Montréal est en «crise anticipée» face au problème de surdoses de fentanyl, selon le maire Denis Coderre, qui souhaite «ratisser plus large» en fournissant à plus d'intervenants la naloxone, ce médicament utilisé pour renverser les effets d'une surdose.

«On n'est pas dans une crise. Mais elle viendra. Donc si on l'anticipe, on est aussi bien de travailler dans certains dossiers», a déclaré le maire de Montréal en conférence de presse, mardi après-midi.

Le maire venait de rencontrer les représentants de la police, des pompiers, et de la santé publique, qui lui ont dressé un portrait de la situation et qui l'ont en quelque sorte «rassuré», a-t-il dit.

En août seulement, 12 décès pourraient être liés à une surdose de fentanyl et 24 vies ont été sauvées à l'aide de la naloxone. Le fentanyl est un opioïde qui est 40 fois plus puissant que l'héroïne et dont la toxicité dépasse par 100 fois celle de la morphine. Souvent, les utilisateurs ne sont même pas au courant qu'ils consomment du fentanyl, qui est mélangé avec d'autres drogues.

Le directeur de la santé publique de Montréal, Richard Massé, a souligné que la situation était pour l'instant moins grave qu'à Toronto ou à Vancouver, où au mois de juin il y avait eu respectivement environ 25 et 50 décès. Mais les intervenants ont tout de même noté une augmentation du fentanyl sur le territoire montréalais.

«Alors qu'il y avait présence de fentanyl de façon sporadique ou occasionnelle antérieurement, maintenant on a du fentanyl beaucoup plus régulièrement dans les analyses qu'on a faites», a déclaré le docteur Massé.

M. Coderre estime que la Ville «doit faire face à la musique» et accélérer le processus pour élargir la formation sur les surdoses et l'utilisation de la naloxone.

Il invite donc le gouvernement du Québec à adopter un règlement pour lui permettre de donner l'accès au médicament aux pompiers, par exemple, qui sont souvent les premiers répondants. Il pourrait y avoir des projets-pilotes dans certains quartiers de Montréal, a-t-il suggéré.

════════════════

Tâches à réaliser ->
**A)** Répondez à ces questions d'après l'article sur le fentanyl :
(i) Combien de vies la naloxone a-t-elle permis de sauver en août ?
(ii) Le fentanyl est combien de fois plus puissant que l'héroïne ?
(iii) Qui est le directeur de la santé publique de Montréal ?
**B)** D'après l'article sur le fentanyl, pourquoi le maire souhaite-t-il que les pompiers aient accès à la naloxone ?
**C)** Reproduisez le passage de l'article sur le fentanyl qui va de « Montréal est en » jusqu'à « presse, mardi après-midi. » inclus.
La liste ci-après provient d'une source distincte de l'article sur le fentanyl.

Données fournies ->

════════════════

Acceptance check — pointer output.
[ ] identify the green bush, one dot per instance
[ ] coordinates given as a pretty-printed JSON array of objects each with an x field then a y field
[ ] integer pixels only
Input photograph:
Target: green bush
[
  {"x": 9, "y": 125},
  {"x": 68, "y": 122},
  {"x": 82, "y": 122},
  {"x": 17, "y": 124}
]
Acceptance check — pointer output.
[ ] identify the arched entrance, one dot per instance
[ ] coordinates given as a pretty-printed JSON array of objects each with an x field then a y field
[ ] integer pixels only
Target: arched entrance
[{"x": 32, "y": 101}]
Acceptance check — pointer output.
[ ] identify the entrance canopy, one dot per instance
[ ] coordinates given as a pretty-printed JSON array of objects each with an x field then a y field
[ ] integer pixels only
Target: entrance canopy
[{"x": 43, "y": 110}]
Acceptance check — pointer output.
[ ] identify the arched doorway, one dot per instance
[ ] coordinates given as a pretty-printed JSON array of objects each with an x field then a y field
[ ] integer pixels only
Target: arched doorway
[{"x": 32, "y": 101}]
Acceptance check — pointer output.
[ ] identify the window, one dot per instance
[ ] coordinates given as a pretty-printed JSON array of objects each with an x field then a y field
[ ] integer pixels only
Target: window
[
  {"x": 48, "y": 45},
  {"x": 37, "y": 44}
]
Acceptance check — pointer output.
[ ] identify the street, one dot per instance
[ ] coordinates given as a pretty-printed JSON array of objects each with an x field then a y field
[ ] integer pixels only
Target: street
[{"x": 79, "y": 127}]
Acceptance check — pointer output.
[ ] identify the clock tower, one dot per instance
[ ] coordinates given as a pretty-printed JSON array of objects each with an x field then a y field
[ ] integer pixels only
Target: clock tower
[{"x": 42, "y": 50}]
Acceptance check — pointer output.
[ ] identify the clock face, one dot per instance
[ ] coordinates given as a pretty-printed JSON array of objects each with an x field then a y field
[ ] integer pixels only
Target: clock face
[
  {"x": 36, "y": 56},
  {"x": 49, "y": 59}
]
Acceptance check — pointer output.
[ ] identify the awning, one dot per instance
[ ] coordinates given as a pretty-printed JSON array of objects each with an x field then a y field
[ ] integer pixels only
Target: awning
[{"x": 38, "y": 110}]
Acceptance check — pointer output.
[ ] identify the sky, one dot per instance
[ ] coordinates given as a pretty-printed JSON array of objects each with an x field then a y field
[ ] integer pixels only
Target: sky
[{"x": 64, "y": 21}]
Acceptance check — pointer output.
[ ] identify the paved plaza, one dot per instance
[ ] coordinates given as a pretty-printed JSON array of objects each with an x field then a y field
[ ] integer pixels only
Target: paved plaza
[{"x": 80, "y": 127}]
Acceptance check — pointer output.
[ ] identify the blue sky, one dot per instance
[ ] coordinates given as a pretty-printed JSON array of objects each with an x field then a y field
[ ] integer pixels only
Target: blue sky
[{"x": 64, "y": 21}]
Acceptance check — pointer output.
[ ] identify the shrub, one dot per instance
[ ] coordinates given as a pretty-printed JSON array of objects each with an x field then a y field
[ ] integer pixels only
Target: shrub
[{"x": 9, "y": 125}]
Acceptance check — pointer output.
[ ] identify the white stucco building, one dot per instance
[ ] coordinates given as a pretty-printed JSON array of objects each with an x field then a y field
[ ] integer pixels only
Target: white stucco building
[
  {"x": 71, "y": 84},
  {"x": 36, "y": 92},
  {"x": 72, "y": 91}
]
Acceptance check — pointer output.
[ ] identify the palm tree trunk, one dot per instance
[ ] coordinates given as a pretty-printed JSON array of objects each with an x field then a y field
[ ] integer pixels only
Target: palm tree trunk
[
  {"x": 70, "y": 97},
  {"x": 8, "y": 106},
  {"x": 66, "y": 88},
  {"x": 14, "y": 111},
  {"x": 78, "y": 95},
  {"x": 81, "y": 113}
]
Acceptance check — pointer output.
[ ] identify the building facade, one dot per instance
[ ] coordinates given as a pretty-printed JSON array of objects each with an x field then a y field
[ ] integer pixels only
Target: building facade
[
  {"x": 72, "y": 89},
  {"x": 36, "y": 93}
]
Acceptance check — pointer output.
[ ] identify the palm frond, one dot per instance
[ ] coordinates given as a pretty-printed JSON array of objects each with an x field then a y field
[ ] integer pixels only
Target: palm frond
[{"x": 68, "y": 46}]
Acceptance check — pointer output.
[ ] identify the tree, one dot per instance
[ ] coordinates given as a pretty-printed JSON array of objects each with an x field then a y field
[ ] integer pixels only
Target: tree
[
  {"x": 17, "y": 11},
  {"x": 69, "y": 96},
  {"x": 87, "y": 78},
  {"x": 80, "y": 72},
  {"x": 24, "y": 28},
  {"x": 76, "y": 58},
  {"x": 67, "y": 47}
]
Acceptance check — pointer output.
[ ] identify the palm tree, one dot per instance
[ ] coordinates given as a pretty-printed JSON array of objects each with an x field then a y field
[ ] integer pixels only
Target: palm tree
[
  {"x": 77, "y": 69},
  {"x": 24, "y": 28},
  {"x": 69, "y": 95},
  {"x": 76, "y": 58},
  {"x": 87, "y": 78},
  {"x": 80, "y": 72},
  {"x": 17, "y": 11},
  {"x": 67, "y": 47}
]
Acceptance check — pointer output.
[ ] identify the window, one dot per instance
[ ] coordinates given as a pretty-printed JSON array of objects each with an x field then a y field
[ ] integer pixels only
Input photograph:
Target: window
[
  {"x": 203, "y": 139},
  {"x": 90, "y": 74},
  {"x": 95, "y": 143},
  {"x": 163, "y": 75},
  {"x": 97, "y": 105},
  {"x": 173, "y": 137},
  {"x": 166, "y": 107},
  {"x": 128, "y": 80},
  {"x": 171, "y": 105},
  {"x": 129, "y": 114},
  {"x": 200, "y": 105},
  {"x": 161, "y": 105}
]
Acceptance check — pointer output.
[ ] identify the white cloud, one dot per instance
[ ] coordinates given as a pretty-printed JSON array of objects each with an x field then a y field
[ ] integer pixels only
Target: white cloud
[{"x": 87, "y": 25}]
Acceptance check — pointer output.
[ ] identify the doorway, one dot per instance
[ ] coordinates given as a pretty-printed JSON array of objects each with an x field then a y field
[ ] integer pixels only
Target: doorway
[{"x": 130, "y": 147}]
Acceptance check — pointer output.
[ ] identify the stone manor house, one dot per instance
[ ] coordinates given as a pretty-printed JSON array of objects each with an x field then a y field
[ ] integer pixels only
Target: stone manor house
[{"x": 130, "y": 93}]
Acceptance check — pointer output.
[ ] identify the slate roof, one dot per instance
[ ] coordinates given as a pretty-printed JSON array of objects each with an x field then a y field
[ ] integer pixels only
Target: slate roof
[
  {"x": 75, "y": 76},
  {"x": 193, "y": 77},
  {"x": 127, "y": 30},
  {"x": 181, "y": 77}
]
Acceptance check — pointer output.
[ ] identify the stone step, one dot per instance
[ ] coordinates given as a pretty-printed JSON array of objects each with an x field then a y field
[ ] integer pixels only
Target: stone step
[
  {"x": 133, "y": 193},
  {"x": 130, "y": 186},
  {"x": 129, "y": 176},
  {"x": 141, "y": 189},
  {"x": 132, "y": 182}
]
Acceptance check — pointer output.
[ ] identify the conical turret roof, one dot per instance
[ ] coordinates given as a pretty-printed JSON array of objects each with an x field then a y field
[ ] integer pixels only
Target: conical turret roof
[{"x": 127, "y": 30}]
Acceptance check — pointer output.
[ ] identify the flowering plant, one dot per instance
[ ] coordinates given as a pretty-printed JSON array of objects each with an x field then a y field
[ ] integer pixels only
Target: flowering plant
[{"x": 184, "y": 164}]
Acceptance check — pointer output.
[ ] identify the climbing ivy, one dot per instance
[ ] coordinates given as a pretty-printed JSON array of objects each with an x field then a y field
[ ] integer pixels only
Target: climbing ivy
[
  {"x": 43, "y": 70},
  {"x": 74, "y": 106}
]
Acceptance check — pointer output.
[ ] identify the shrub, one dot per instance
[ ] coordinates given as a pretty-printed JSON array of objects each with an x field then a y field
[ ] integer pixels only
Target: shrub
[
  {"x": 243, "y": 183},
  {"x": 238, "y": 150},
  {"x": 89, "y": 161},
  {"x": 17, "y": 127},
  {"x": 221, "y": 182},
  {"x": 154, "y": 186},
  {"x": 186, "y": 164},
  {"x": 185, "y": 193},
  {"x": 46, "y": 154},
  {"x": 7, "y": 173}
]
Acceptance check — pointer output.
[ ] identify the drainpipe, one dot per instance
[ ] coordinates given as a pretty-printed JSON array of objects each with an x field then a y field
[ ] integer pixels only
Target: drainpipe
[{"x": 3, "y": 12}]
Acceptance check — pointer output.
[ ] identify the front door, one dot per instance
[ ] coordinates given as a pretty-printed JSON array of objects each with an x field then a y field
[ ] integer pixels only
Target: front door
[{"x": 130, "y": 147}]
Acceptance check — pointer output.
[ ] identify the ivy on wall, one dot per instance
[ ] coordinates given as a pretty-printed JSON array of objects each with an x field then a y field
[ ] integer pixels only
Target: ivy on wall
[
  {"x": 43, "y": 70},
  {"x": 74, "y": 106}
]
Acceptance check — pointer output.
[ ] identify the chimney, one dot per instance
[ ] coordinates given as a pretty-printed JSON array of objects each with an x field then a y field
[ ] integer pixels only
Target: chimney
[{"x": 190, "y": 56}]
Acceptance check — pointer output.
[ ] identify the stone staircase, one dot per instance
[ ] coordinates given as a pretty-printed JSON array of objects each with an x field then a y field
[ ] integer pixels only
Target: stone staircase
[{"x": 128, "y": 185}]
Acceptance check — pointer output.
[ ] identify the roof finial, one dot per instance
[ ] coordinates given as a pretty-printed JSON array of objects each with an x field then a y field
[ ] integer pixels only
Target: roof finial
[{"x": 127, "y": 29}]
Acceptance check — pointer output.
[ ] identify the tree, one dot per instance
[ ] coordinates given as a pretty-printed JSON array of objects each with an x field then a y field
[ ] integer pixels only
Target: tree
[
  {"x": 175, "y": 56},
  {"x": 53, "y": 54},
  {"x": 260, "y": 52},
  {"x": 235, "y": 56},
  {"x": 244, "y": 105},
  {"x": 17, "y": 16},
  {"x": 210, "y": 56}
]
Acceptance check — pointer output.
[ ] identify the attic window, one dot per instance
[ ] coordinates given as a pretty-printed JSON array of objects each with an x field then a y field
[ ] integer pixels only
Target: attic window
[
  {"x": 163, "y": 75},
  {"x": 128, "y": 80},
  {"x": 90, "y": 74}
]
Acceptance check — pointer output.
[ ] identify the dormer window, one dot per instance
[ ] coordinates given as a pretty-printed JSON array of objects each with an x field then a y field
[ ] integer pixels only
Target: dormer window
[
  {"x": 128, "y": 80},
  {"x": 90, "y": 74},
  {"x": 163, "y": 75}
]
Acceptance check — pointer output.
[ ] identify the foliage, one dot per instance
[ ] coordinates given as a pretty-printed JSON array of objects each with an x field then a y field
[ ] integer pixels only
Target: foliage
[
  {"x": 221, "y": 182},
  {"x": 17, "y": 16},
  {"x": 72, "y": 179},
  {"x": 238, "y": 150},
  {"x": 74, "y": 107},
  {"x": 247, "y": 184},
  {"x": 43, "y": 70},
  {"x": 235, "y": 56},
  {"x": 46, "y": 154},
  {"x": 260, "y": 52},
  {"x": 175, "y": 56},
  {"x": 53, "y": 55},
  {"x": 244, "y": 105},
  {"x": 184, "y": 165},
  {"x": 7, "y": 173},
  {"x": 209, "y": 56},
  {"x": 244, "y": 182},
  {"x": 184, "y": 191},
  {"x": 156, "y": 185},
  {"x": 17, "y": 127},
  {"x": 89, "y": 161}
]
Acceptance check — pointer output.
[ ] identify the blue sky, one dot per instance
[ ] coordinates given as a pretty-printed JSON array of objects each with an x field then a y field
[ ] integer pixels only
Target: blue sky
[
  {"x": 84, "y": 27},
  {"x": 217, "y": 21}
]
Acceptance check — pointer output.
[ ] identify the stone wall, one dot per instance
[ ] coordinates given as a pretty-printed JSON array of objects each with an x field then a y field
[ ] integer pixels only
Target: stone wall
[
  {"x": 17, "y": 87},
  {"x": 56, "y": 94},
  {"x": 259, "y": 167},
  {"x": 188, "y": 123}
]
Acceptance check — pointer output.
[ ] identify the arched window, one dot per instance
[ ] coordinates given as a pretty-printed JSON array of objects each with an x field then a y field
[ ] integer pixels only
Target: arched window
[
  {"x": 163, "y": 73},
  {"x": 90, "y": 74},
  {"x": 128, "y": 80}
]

════════════════

Résultats des tâches ->
**A)**
(i) 24 vies.
(ii) 40 fois.
(iii) Richard Massé.

**B)** Le maire cite les pompiers parce qu'ils sont souvent les premiers répondants. Il demande au gouvernement du Québec d'adopter un règlement qui lui permettrait de leur donner accès au médicament.

**C)**
Montréal est en «crise anticipée» face au problème de surdoses de fentanyl, selon le maire Denis Coderre, qui souhaite «ratisser plus large» en fournissant à plus d'intervenants la naloxone, ce médicament utilisé pour renverser les effets d'une surdose.

«On n'est pas dans une crise. Mais elle viendra. Donc si on l'anticipe, on est aussi bien de travailler dans certains dossiers», a déclaré le maire de Montréal en conférence de presse, mardi après-midi.